• Testo scelto:

────

Bartolomeo Orioli (nato tra il 1567 e il 1569 morto 1624?)

La prima testimonianza relativa alla sua professione è dedotta da un documento del 1598 dove comparendo come testimone viene definito “pictore”.

Dalla fine del ‘500 al 1605 lavorò nel laboratorio del padre Gerbino, orefice di professione. Collaborazione terminata malamente nel gennaio 1605, quando il genitore intentò una causa ai danni del figlio.

I suoi primi dipinti noti: Assunzione della Vergine e santi (1602) della chiesa dell’Assunta di Noale e Madonna del Carmelo e i santi Francesco e Carlo Bonomeo di San Vito di Altivole mostrano canoni stilistici vicini a Andrea Vicentino e ai Bassano con influenze compositive del tardo manierismo veneziano palmesco. Più vicina al modello del Palma è invece la Sant'Elena della chiesa di Monigo (1603).

Al periodo immediatamente successivo appartengono: la Madonna col Bambino e quattro santi, già nella sacrestia della Prepositurale di Montebelluna, dove la figura della santa monaca di gusto palmesco, ricorda quella di san Bartolomeo, nella pala, dipinta nello stesso anno, per la chiesa parrocchiale di Merlengo.

────

• Dati disponibili:

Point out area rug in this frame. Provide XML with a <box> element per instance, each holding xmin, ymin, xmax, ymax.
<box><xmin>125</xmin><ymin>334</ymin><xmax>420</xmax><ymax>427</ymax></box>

────

• Esercizi:
• a. Riassumi in due frasi il testo su Bartolomeo Orioli.
• b. Prosegui il testo su Bartolomeo Orioli a partire dall'ultima frase riportata.

• Risposte:
• a. Bartolomeo Orioli, definito “pictore” in un documento del 1598, lavorò dalla fine del Cinquecento al 1605 nel laboratorio del padre Gerbino, orefice, finché nel gennaio 1605 il padre gli intentò una causa. I suoi primi dipinti noti, come l'Assunzione della Vergine e santi di Noale (1602), mostrano canoni vicini ad Andrea Vicentino e ai Bassano con influenze del tardo manierismo veneziano palmesco, mentre la Sant'Elena di Monigo (1603) è più vicina al modello del Palma.

• b.
Il pittore ormai affermatosi l'anno successivo ricevette l'importante commissione per la perduta decorazione della volta del presbiterio della chiesa trevigiana di San Paolo. Poco dopo eseguì anche la decorazione delle lunette del Battistero per conto della confraternita del SS. Sacramento del Duomo, anch'essa perduta, mentre nel 1610 firmò la pala dell'altar maggiore della rinnovata chiesa di Fiera.

L'attività di Bartolomeo Orioli si svolse per lo più entro i confini della Marca Trevigiana e fra i suoi lavori si citano le tele conservate al Monte di Pietà raffiguranti Il profeta Geremia e Il profeta Isaia, la Fuga in Egitto della parrocchiale di San Giuseppe a Treviso, la Madonna del Rosario di Castagnole.

L’orientamento verso i modelli pittorici del Palma, di Sante Peranda e di Paolo Piazza si fa sempre più evidente, non per conformismo ma per ragioni di mercato influenzato dalle mode artistiche dei primi decenni del ‘600.

A questo periodo appartengono la Madonna del Rosario e santi, della chiesa di Sant'Alberto a Zero Branco, Il riposo nella fuga in Egitto della parrocchiale di Paderno di Ponzano (dopo il 1610), la Fuga in Egitto della parrocchiale di San Giuseppe di Treviso, la Madonna in adorazione del Bambino e i santi Girolamo e Francesco della chiesa di Trevigiano di Campagna (intorno al 1620), il perduto Ritratto di Bartolomeo Burchelati (1624), le Stimmate di san Francesco nella chiesa i Santo Stefano in San Nicolò di Treviso, fino all'ultima grande impresa, terminata dal figlio Deifilo in seguito alla sua morte la decorazione della chiesa dell'Ospedale dei Battuti di Treviso.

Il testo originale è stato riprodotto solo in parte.